══ Information

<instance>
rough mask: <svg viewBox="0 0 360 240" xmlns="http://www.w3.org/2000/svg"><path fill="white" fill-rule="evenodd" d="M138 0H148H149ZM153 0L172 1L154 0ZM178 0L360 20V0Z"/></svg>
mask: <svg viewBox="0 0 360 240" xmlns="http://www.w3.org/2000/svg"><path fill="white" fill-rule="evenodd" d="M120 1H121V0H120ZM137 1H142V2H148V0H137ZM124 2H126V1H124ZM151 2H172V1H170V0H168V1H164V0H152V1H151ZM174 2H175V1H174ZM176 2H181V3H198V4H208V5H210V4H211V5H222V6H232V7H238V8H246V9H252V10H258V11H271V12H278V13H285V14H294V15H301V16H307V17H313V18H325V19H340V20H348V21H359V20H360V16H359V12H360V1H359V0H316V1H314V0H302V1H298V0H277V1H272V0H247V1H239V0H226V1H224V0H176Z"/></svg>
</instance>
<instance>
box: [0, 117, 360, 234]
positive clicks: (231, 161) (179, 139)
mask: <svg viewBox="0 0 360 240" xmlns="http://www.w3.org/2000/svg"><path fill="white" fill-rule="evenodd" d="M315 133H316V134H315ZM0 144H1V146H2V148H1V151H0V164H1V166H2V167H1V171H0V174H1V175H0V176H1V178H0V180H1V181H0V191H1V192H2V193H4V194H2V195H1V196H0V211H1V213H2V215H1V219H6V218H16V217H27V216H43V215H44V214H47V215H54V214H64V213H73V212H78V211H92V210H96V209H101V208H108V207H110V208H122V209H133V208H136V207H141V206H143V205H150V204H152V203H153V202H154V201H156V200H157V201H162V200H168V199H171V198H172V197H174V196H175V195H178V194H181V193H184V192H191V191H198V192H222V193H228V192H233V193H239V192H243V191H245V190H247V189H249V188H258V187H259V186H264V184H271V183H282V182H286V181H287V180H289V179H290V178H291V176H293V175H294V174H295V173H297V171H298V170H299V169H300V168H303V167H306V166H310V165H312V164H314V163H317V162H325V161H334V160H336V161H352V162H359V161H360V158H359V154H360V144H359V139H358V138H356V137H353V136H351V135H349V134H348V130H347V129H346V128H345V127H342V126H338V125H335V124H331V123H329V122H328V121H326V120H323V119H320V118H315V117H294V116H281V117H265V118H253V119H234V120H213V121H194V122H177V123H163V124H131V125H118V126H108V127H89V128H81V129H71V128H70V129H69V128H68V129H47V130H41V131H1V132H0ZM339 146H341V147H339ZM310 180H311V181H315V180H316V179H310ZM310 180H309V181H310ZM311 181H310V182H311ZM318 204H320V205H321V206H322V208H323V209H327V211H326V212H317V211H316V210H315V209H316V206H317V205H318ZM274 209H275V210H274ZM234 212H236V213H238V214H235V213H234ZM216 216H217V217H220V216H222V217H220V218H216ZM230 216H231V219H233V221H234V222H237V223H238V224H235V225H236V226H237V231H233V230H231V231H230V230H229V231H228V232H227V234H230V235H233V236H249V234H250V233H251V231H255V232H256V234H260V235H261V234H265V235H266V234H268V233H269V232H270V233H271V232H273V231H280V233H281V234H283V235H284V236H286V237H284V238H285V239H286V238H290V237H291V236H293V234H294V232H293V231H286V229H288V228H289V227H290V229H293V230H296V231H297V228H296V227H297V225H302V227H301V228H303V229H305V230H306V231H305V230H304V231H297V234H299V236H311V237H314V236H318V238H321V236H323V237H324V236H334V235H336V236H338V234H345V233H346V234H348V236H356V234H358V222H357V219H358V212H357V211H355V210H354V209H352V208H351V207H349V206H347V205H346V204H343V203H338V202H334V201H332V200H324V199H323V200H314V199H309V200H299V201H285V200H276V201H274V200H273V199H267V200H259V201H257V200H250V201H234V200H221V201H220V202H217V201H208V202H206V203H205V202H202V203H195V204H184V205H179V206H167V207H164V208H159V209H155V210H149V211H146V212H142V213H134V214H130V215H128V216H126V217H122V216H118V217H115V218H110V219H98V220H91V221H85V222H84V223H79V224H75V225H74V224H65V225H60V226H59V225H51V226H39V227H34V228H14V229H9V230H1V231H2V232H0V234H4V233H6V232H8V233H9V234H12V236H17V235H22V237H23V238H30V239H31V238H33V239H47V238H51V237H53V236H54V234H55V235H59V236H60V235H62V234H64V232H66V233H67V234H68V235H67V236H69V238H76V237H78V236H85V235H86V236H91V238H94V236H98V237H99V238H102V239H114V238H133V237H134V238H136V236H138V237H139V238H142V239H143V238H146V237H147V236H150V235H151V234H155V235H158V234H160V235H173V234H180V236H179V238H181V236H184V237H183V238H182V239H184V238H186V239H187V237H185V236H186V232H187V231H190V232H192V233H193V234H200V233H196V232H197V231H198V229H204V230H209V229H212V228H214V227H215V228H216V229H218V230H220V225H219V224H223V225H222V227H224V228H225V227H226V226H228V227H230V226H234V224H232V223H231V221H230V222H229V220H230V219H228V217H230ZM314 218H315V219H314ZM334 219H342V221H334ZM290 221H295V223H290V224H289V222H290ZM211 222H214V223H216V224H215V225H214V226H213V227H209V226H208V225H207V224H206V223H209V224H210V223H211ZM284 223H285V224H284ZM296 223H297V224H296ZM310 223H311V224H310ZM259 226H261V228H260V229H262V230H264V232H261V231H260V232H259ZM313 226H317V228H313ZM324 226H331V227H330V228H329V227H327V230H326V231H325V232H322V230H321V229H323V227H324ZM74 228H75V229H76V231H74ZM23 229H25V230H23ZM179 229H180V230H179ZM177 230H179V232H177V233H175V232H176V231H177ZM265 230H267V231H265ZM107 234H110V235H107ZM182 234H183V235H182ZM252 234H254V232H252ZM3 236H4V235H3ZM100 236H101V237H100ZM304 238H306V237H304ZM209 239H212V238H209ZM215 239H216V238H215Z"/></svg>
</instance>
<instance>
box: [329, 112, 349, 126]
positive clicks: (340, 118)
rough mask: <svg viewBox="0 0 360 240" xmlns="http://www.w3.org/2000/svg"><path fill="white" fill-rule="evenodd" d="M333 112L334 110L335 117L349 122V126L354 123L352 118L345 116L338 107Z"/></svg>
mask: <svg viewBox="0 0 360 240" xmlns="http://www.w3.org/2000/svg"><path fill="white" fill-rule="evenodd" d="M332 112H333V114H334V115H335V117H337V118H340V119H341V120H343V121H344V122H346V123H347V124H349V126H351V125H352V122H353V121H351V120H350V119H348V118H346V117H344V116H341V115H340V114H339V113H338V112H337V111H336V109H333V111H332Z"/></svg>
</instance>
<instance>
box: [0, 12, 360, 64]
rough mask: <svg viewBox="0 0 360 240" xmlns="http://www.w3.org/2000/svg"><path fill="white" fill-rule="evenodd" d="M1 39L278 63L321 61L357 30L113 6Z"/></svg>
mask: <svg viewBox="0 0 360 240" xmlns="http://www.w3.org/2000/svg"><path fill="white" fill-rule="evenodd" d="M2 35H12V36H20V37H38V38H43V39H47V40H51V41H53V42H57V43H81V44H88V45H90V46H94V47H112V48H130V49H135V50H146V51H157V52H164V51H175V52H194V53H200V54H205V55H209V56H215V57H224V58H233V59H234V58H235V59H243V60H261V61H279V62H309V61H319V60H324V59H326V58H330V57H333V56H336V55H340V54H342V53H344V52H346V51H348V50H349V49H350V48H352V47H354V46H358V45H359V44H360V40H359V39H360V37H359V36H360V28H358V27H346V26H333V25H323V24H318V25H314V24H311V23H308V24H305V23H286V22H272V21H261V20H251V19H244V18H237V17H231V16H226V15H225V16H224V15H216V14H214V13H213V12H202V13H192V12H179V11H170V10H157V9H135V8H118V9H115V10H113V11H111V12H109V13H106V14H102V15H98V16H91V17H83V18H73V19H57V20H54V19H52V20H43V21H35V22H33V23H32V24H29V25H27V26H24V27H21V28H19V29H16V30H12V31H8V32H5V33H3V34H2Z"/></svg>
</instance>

════

To-do item: Rewrite the listing from its start up to and including the line with "1H121V0H120ZM137 1H142V2H148V0H137ZM124 2H126V1H124ZM151", changing "rough mask" to "coarse mask" and leaving everything else as it is.

Output for this exercise:
<instance>
coarse mask: <svg viewBox="0 0 360 240" xmlns="http://www.w3.org/2000/svg"><path fill="white" fill-rule="evenodd" d="M138 0H148H149ZM153 0L172 1L154 0ZM178 0L360 20V0Z"/></svg>
mask: <svg viewBox="0 0 360 240" xmlns="http://www.w3.org/2000/svg"><path fill="white" fill-rule="evenodd" d="M120 1H121V0H120ZM137 1H142V2H148V0H137ZM124 2H126V1H124ZM151 2H172V1H170V0H168V1H164V0H152V1H151ZM174 2H175V1H174ZM176 2H181V3H198V4H208V5H210V4H211V5H222V6H232V7H238V8H246V9H252V10H258V11H271V12H278V13H285V14H294V15H301V16H307V17H313V18H325V19H340V20H348V21H359V20H360V16H359V12H360V1H359V0H316V1H314V0H302V1H298V0H277V1H272V0H247V1H239V0H226V1H224V0H176Z"/></svg>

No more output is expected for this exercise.